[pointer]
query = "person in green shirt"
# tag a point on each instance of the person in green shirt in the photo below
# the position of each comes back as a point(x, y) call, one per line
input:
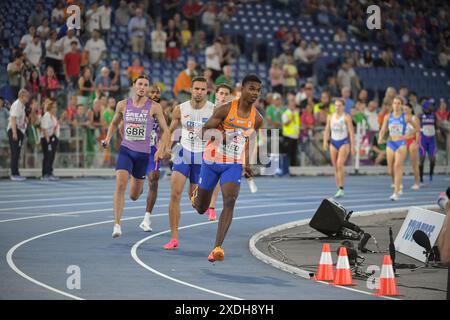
point(108, 115)
point(274, 112)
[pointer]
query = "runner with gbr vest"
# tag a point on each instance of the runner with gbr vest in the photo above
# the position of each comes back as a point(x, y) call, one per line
point(342, 142)
point(427, 143)
point(191, 116)
point(232, 125)
point(396, 122)
point(153, 167)
point(137, 113)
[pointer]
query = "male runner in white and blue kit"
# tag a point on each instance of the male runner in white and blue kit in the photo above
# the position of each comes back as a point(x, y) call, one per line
point(137, 113)
point(153, 167)
point(191, 116)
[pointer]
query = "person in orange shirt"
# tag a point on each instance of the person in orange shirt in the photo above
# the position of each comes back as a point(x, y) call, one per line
point(235, 124)
point(135, 70)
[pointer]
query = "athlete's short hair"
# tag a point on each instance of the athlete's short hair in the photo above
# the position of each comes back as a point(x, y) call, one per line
point(142, 76)
point(225, 86)
point(251, 78)
point(198, 79)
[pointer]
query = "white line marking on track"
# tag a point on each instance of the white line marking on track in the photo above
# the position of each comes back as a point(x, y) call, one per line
point(10, 261)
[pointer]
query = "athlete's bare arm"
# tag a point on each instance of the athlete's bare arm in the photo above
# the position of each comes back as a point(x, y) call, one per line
point(416, 127)
point(165, 138)
point(219, 114)
point(383, 129)
point(176, 119)
point(118, 116)
point(247, 166)
point(351, 133)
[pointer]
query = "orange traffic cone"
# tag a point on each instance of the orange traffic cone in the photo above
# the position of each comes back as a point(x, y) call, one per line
point(325, 271)
point(388, 287)
point(343, 275)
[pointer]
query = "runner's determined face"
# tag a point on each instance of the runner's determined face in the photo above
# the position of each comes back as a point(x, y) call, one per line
point(199, 91)
point(141, 87)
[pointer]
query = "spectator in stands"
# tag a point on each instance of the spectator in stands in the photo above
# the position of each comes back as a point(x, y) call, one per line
point(199, 44)
point(366, 60)
point(274, 112)
point(136, 31)
point(290, 120)
point(410, 50)
point(43, 30)
point(173, 42)
point(444, 58)
point(346, 96)
point(307, 121)
point(324, 104)
point(340, 35)
point(182, 85)
point(442, 113)
point(186, 34)
point(290, 74)
point(97, 49)
point(355, 59)
point(33, 52)
point(57, 15)
point(68, 115)
point(115, 80)
point(385, 60)
point(103, 82)
point(105, 19)
point(378, 152)
point(276, 76)
point(308, 96)
point(86, 87)
point(347, 77)
point(372, 117)
point(210, 86)
point(37, 16)
point(33, 84)
point(159, 38)
point(225, 77)
point(15, 71)
point(93, 16)
point(403, 92)
point(135, 70)
point(49, 139)
point(213, 57)
point(72, 66)
point(209, 18)
point(363, 96)
point(389, 95)
point(17, 126)
point(413, 101)
point(28, 38)
point(122, 14)
point(4, 115)
point(332, 86)
point(170, 9)
point(191, 11)
point(54, 53)
point(50, 84)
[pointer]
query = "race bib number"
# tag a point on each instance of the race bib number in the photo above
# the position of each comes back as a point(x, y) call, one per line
point(153, 138)
point(135, 131)
point(234, 145)
point(428, 131)
point(396, 129)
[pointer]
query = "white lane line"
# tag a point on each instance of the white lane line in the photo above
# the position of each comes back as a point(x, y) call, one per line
point(12, 265)
point(142, 199)
point(250, 199)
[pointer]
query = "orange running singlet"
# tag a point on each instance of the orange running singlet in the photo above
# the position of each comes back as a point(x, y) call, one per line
point(235, 132)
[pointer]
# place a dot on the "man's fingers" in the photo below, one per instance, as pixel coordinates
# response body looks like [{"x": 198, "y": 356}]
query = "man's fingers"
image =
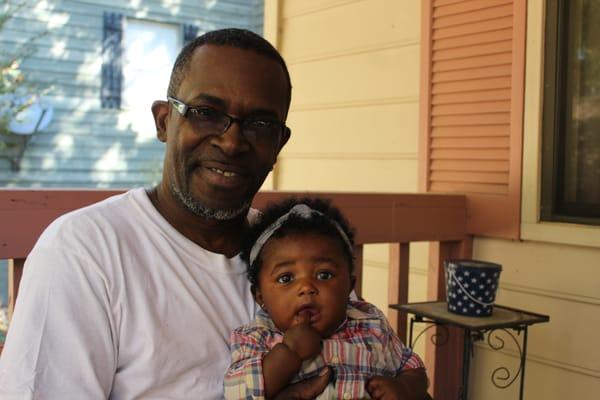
[{"x": 306, "y": 390}]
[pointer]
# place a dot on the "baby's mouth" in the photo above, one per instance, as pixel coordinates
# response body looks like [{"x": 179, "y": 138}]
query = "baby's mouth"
[{"x": 309, "y": 310}]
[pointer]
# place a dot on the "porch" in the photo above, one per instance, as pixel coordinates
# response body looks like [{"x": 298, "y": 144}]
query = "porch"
[{"x": 397, "y": 219}]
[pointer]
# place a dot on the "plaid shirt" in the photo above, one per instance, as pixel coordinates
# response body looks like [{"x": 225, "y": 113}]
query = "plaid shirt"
[{"x": 362, "y": 347}]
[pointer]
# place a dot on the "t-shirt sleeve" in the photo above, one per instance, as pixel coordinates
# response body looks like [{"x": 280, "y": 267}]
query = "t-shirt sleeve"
[
  {"x": 60, "y": 341},
  {"x": 244, "y": 377}
]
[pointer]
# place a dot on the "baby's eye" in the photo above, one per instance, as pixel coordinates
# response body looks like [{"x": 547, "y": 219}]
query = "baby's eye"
[
  {"x": 285, "y": 278},
  {"x": 324, "y": 275}
]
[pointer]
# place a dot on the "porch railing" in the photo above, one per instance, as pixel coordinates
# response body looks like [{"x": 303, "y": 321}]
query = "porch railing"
[{"x": 397, "y": 219}]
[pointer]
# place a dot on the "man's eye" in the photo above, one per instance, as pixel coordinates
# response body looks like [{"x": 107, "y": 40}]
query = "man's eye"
[
  {"x": 285, "y": 278},
  {"x": 204, "y": 113},
  {"x": 324, "y": 275}
]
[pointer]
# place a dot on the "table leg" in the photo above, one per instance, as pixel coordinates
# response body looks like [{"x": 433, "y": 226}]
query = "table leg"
[
  {"x": 523, "y": 359},
  {"x": 467, "y": 349}
]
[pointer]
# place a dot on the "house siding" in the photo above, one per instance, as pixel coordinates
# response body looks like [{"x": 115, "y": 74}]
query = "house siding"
[
  {"x": 86, "y": 145},
  {"x": 355, "y": 127}
]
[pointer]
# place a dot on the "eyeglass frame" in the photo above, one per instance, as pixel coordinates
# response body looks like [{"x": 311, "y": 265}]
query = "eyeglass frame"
[{"x": 183, "y": 108}]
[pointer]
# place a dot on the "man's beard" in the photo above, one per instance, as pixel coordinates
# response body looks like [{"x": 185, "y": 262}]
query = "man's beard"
[{"x": 201, "y": 210}]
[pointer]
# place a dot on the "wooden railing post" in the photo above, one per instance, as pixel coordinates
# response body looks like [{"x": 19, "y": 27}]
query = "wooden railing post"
[
  {"x": 398, "y": 286},
  {"x": 444, "y": 362},
  {"x": 15, "y": 271}
]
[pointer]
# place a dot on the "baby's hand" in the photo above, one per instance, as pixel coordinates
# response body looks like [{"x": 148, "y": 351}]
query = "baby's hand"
[
  {"x": 303, "y": 339},
  {"x": 384, "y": 388}
]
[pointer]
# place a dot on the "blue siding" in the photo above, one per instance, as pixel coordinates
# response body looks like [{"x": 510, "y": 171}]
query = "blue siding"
[{"x": 70, "y": 151}]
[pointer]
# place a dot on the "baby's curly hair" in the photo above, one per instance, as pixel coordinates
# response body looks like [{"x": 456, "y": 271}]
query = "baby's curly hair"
[{"x": 316, "y": 223}]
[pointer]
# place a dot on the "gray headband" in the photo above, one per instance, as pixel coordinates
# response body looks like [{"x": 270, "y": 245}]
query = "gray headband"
[{"x": 300, "y": 210}]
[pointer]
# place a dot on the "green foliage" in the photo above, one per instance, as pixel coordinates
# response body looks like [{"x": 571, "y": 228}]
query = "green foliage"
[{"x": 12, "y": 80}]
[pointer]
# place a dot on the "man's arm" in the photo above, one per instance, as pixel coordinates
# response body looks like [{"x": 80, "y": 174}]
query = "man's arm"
[
  {"x": 60, "y": 340},
  {"x": 410, "y": 384}
]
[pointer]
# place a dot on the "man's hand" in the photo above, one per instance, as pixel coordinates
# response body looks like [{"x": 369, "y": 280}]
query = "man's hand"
[
  {"x": 303, "y": 339},
  {"x": 306, "y": 390},
  {"x": 384, "y": 388}
]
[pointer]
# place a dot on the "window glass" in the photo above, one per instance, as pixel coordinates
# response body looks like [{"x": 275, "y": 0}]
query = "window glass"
[
  {"x": 149, "y": 51},
  {"x": 572, "y": 113}
]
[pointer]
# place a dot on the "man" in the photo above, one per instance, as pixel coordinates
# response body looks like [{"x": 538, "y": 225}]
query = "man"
[{"x": 135, "y": 297}]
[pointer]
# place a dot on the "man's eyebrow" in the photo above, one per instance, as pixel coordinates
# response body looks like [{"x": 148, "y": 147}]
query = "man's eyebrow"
[
  {"x": 219, "y": 102},
  {"x": 203, "y": 97}
]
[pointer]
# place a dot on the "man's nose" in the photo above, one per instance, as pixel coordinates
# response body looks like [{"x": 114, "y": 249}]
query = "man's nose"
[{"x": 232, "y": 141}]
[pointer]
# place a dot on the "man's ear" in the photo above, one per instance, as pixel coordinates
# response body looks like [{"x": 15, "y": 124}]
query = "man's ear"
[
  {"x": 287, "y": 132},
  {"x": 160, "y": 110}
]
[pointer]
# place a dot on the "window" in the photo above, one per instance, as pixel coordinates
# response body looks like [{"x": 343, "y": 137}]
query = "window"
[
  {"x": 149, "y": 51},
  {"x": 571, "y": 126}
]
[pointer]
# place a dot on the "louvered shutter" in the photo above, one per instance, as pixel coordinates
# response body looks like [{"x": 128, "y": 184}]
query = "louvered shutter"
[
  {"x": 190, "y": 32},
  {"x": 112, "y": 67},
  {"x": 472, "y": 108}
]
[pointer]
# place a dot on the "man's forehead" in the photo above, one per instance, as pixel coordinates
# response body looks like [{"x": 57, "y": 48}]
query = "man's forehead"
[{"x": 221, "y": 71}]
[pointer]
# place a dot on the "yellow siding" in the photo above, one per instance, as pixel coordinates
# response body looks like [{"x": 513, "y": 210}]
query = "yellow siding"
[
  {"x": 354, "y": 114},
  {"x": 355, "y": 69}
]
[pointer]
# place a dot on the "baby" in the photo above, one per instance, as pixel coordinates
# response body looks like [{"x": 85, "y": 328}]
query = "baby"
[{"x": 300, "y": 266}]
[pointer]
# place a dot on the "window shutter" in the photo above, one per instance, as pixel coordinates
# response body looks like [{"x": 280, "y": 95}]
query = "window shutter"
[
  {"x": 472, "y": 89},
  {"x": 112, "y": 68},
  {"x": 190, "y": 32}
]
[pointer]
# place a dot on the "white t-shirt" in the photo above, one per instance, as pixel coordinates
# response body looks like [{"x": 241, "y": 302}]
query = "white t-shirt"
[{"x": 115, "y": 303}]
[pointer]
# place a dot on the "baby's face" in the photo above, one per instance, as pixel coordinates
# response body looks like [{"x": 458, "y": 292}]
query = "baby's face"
[{"x": 304, "y": 276}]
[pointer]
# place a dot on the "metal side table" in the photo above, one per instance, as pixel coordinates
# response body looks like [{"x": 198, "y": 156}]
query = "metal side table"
[{"x": 476, "y": 329}]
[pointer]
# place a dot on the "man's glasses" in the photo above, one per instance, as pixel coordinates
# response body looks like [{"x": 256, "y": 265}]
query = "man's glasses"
[{"x": 209, "y": 121}]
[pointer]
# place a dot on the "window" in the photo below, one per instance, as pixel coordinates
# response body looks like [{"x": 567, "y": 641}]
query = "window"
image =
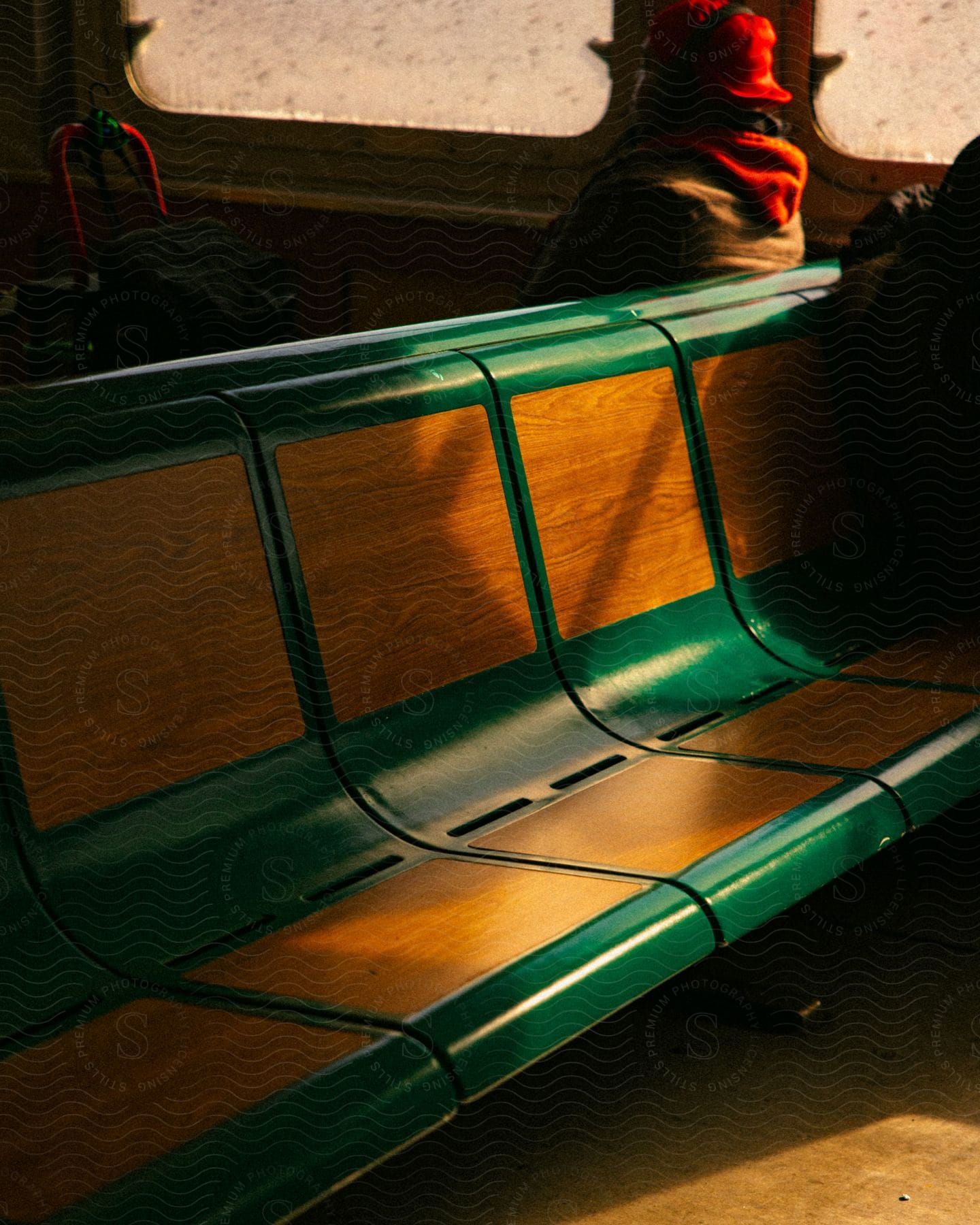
[
  {"x": 520, "y": 67},
  {"x": 908, "y": 90}
]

[WORK REQUIRED]:
Bring together every line in the entries that holds the string "male".

[TASK SOLUTION]:
query = "male runner in white and blue kit"
# tag a point on each instance of the male runner in white and blue kit in the photo above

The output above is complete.